Content starts

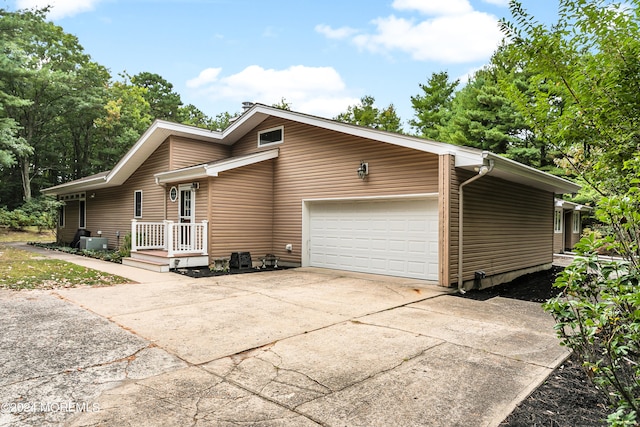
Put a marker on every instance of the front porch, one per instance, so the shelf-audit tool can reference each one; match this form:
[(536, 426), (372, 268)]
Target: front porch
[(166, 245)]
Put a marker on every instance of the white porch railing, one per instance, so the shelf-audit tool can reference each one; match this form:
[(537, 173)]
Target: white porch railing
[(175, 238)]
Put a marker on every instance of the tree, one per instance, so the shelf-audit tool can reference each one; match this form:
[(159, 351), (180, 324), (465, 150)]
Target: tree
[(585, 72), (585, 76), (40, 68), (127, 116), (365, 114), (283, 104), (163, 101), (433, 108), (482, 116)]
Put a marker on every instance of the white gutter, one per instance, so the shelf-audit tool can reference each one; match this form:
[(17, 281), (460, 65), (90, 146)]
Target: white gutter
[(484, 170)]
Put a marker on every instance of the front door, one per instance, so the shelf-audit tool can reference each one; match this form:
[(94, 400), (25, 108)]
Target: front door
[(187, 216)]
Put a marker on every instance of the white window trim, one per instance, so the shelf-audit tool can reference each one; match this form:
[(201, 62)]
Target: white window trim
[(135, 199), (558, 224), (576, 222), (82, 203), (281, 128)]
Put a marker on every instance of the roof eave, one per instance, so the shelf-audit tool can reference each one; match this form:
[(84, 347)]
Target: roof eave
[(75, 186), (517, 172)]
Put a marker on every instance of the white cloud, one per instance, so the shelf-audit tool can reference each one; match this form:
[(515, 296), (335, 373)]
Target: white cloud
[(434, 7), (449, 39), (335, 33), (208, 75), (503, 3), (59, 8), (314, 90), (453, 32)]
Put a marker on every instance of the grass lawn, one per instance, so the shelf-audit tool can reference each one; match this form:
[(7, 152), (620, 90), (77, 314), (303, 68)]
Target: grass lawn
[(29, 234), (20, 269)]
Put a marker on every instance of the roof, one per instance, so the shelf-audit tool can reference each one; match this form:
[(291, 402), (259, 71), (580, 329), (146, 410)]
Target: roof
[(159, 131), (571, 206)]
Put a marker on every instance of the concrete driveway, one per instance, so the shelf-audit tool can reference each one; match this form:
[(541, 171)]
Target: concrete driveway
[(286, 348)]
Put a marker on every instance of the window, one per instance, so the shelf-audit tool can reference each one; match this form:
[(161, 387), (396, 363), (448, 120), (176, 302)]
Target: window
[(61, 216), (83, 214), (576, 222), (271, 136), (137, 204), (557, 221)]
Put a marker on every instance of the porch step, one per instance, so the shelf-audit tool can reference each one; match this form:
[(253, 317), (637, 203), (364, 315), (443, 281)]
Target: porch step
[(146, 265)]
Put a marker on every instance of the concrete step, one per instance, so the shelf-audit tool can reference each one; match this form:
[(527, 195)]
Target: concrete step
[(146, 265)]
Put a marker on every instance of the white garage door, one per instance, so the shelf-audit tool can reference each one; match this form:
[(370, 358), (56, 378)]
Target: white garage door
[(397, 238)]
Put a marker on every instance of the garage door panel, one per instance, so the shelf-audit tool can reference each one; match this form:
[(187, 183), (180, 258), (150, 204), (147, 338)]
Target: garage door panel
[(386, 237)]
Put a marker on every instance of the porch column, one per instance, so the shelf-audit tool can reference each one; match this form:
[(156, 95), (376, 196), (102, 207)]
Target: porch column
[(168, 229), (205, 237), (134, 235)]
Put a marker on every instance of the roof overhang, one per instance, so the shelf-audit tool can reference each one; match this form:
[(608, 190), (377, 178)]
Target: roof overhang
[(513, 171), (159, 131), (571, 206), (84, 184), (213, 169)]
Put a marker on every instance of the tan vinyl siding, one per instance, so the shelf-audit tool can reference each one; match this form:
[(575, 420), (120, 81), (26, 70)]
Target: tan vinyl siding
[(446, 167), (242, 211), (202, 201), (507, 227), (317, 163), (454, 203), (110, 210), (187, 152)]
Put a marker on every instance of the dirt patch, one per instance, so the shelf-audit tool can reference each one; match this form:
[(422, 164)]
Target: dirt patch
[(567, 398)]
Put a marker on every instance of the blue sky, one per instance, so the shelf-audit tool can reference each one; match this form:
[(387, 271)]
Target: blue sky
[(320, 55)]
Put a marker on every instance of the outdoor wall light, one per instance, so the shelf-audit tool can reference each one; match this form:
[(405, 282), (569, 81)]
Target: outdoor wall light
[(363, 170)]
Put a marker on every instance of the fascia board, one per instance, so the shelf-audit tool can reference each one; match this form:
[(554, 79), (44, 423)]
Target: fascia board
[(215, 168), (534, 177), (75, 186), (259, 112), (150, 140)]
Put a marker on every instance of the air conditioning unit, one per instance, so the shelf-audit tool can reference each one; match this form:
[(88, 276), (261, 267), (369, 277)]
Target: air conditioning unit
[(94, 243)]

Content ends
Content starts

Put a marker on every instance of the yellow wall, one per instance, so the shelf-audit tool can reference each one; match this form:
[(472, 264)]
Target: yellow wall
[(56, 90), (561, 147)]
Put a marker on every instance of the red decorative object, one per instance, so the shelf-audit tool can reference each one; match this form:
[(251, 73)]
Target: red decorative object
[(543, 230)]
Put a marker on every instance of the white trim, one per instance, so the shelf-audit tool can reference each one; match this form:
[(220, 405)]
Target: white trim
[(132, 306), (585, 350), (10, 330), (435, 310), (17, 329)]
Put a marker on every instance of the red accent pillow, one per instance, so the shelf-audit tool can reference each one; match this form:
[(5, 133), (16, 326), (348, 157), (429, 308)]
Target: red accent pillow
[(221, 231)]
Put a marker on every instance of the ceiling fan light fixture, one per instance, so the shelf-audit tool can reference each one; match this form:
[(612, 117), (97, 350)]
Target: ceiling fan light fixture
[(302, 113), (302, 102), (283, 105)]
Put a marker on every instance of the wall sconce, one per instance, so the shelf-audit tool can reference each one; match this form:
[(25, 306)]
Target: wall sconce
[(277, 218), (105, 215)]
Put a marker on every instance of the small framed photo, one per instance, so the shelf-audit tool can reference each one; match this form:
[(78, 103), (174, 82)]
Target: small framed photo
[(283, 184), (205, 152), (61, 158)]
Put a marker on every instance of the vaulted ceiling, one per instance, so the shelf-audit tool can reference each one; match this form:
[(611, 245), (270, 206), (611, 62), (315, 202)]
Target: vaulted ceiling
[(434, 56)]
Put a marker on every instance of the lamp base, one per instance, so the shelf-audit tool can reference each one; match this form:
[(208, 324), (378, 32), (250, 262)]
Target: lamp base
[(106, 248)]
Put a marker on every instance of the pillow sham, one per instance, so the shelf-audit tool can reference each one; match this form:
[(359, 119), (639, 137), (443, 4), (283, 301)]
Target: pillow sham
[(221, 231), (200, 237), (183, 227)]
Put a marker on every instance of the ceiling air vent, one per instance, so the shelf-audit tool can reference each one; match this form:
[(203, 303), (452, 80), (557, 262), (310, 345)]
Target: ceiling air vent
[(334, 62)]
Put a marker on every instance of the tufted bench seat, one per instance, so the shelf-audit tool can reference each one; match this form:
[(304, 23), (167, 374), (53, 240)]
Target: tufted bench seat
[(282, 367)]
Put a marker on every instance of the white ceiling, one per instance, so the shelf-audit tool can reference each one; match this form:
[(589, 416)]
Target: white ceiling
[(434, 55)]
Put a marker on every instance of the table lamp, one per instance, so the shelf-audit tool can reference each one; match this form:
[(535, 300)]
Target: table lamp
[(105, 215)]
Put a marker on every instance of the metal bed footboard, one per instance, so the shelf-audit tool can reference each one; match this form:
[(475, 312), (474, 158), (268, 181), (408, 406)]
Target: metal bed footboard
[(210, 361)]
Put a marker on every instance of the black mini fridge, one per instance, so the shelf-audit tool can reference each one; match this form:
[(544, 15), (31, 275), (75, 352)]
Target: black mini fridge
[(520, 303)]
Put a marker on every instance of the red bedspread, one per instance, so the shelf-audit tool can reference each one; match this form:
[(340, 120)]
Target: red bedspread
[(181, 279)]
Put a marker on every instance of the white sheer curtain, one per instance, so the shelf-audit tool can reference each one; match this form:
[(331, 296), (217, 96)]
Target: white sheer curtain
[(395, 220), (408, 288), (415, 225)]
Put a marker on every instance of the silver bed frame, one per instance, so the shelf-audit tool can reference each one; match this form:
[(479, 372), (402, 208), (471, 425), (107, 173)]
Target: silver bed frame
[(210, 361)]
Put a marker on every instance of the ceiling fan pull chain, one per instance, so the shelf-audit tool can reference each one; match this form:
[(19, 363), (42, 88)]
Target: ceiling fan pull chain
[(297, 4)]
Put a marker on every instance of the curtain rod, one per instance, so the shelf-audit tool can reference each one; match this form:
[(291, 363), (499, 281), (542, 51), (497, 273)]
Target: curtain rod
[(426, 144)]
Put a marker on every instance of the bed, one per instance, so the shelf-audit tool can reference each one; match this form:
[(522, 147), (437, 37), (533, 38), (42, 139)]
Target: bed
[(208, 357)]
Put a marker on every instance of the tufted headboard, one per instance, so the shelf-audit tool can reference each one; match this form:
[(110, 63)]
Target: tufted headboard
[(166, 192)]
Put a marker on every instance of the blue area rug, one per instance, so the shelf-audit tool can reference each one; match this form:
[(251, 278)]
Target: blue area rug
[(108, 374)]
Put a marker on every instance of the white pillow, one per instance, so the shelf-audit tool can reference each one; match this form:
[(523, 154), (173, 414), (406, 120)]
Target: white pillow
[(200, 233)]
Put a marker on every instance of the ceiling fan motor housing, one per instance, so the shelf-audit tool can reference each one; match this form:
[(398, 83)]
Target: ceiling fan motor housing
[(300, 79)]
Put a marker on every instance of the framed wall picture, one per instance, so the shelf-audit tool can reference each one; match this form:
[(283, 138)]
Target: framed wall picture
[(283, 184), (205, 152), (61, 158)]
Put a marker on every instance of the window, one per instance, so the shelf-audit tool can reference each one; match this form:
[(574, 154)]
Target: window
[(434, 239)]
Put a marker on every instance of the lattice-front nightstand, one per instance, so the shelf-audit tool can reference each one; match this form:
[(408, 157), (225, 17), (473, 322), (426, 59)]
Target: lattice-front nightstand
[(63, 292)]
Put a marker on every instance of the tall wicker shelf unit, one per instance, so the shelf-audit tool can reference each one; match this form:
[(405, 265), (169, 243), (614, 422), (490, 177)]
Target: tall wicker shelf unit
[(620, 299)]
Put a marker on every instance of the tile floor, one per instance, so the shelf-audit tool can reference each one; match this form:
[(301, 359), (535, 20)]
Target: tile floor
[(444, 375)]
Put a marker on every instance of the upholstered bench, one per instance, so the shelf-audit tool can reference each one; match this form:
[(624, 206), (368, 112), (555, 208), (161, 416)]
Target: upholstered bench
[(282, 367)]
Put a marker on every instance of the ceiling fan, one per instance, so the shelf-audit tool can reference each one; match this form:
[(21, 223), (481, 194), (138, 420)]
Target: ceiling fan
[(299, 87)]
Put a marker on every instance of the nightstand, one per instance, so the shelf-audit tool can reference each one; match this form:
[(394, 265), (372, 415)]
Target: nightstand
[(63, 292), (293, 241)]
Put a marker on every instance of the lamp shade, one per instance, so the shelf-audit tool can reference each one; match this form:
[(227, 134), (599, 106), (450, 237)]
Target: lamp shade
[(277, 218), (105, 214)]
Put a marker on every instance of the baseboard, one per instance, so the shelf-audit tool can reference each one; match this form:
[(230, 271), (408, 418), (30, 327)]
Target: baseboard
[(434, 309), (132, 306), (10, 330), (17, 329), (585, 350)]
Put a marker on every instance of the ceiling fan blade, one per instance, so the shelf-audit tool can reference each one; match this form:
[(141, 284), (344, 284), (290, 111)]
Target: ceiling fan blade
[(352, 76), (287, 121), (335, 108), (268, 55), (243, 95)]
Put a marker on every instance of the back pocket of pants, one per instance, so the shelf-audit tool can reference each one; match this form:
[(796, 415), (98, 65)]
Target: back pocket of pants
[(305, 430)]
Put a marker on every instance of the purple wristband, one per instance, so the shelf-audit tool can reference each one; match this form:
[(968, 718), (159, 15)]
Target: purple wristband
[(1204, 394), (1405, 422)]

Content ends

### Work to complete
When you reach the line in the material above that holds "Put a marker on every instance of the metal", begin reproducing lines exactly, and stop after the line that holds "[(251, 278)]".

### Answer to the problem
Put a marker on every instance of the metal bed footboard, one per instance, so the shelf-audit tool can reference each one; match this form:
[(475, 312), (474, 158), (268, 181), (408, 406)]
Target: metal bed footboard
[(210, 361)]
Put a marker on every instance of the black mini fridge, one per instance, so the shelf-audit tool can reference each one; match this form:
[(544, 15), (31, 275), (75, 352)]
Target: black mini fridge
[(520, 303)]
Put a marker on every instance of the red bedspread, one per instance, so the shelf-audit tool can reference each one; match this form:
[(340, 120)]
Target: red bedspread
[(181, 279)]
Put a marker on every instance of the white sheer curtain, one per instance, so the shelf-audit tool can reference each one; match this form:
[(331, 296), (217, 96)]
Target: white sheer curtain
[(395, 220), (408, 288), (415, 225)]
Put a marker on every instance of the silver bed frame, one per instance, so the shelf-audit tool can reference each one; match this form:
[(479, 372), (402, 208), (471, 425), (107, 173)]
Target: silver bed frame
[(210, 361)]
Put a marker on every instance of the ceiling fan pull chain, one per instance, so the shelf-audit tool can reference each one; match this form:
[(19, 363), (42, 88)]
Target: ceiling fan pull chain
[(297, 4)]
Put a marker on every instance of the curtain rod, one per instance, so the shelf-audit tool can reference each one; match this form:
[(291, 363), (499, 281), (542, 51), (497, 273)]
Target: curtain rod
[(426, 144)]
Put a marker on every instance of the bed, one per instance, so the shelf-audit tool can reference each one; match this form:
[(522, 147), (437, 37), (533, 38), (42, 139)]
Target: bed
[(208, 357)]
Put a marker on every instance of the tufted headboard, one per instance, so the shelf-audit tool can reference each one; match this form:
[(110, 63)]
Target: tufted headboard
[(166, 192)]
Put a marker on every instance of the blue area rug, one per instance, so the shelf-audit tool can reference each one; match this form:
[(251, 278)]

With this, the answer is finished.